> **Document extract**:
##########
The Magic of Chamomile (Matricaria chamomillia)

Chamomile has been called "the plant's physician" - medieval herbalists noticed that ailing plants recovered when chamomile grew nearby. The ancient Egyptians dedicated it to the sun god Ra, and it was one of the nine sacred herbs in Anglo-Saxon medicine. Its name comes from the Greek "ground apple" - walk through a chamomile meadow and you'll release that sweet, apple-like scent from beneath your feet. 

It's botanical name 'Matricaria' comes from the word mother, and relates to the herb being used for possibly relieving cramping in the uterus. 

Why Beer Makes Medicine

Here's the beautiful alchemy: alcohol is one of nature's finest extractors of plant compounds. While water draws out sugars and some flavonoids, alcohol captures the essential oils, bitter compounds, and fat-soluble constituents that water alone cannot reach. When you ferment chamomile, you're not just making a pleasant drink - you're creating a more bioavailable medicine.

The stems and leaves contain different compounds than the flowers: more chlorophyll, more bitter principles, different volatile oils. Using the whole plant means you're capturing the full spectrum of what chamomile offers. Traditionally, brewers understood that the bitterness of herbs wasn't just for flavour - those bitter compounds stimulate digestion and enhance absorption of nutrients.

Add to this the acidification that happens during fermentation, and you're essentially creating the same kind of extraction that herbalists achieve with vinegar tinctures - making minerals and certain alkaloids more available to the body.
##########
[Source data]
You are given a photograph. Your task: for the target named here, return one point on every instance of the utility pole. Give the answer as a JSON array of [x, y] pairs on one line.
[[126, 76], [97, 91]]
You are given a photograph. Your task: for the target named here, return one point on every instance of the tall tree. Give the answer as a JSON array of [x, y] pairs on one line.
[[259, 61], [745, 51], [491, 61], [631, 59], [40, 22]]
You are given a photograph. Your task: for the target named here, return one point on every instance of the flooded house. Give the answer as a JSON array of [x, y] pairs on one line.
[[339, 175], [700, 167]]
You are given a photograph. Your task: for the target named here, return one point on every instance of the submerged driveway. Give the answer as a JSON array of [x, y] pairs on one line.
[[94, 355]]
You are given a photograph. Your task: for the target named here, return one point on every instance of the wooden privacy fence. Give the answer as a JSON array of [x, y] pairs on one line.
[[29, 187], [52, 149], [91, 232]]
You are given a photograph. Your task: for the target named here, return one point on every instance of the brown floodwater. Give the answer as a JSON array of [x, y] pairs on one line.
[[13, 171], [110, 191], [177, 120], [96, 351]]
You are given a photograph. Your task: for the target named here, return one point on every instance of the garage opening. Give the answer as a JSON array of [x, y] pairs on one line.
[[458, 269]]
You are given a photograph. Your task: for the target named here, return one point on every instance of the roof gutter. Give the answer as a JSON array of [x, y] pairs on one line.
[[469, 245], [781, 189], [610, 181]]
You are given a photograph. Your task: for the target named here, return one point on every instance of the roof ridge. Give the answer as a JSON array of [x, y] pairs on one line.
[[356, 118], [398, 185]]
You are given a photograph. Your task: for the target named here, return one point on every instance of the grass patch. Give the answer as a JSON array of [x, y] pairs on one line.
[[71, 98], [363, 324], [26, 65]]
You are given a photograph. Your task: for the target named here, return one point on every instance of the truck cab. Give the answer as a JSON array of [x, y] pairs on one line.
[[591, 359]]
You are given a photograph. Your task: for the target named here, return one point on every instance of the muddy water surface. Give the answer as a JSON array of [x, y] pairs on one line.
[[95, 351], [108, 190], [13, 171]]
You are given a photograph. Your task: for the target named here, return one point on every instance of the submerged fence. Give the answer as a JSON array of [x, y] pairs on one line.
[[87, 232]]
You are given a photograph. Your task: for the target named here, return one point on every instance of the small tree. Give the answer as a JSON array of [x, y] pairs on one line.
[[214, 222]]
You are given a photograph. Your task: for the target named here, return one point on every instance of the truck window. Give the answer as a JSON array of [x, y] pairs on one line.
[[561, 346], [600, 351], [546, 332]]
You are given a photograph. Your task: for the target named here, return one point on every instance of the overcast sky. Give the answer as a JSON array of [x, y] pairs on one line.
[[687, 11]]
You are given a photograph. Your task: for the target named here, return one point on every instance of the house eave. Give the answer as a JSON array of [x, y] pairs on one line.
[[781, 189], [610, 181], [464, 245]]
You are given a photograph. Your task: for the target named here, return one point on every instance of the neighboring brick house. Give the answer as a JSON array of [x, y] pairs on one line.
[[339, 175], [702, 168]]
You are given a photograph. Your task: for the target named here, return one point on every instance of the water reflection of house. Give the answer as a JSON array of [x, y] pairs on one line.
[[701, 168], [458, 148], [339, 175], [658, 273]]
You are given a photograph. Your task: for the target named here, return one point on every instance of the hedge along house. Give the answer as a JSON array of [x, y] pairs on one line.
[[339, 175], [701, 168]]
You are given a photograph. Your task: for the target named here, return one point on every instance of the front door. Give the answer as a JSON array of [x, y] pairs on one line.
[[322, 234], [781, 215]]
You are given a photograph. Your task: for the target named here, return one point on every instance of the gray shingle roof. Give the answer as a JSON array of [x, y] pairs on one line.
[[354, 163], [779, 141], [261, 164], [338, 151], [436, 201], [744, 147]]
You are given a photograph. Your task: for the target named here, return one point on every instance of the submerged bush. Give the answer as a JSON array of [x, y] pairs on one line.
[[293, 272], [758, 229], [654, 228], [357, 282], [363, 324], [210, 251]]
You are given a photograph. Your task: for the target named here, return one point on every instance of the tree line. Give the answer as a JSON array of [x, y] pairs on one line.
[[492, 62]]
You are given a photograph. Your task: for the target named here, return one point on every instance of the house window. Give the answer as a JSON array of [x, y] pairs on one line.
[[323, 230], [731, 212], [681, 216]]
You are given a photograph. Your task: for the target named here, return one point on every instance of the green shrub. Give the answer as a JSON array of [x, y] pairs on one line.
##########
> **Study questions**:
A – Using the chamomile article, decide whether each statement agrees with it: (i) Chamomile was one of the nine sacred herbs in Anglo-Saxon medicine. (ii) Water draws out essential oils that alcohol cannot reach. (iii) The stems and leaves of chamomile contain less chlorophyll than the flowers. For each, answer yes or no and quote the exact words of the article that decide it.
B – Copy the chamomile article word for word from "Here's the beautiful" to "absorption of nutrients.".
The listing has no connection to the chamomile article.

> **Completed exercise**:
A –
(i) Yes: "it was one of the nine sacred herbs in Anglo-Saxon medicine"
(ii) No: "alcohol captures the essential oils, bitter compounds, and fat-soluble constituents that water alone cannot reach"
(iii) No: "The stems and leaves contain different compounds than the flowers: more chlorophyll"

B –
Here's the beautiful alchemy: alcohol is one of nature's finest extractors of plant compounds. While water draws out sugars and some flavonoids, alcohol captures the essential oils, bitter compounds, and fat-soluble constituents that water alone cannot reach. When you ferment chamomile, you're not just making a pleasant drink - you're creating a more bioavailable medicine.

The stems and leaves contain different compounds than the flowers: more chlorophyll, more bitter principles, different volatile oils. Using the whole plant means you're capturing the full spectrum of what chamomile offers. Traditionally, brewers understood that the bitterness of herbs wasn't just for flavour - those bitter compounds stimulate digestion and enhance absorption of nutrients.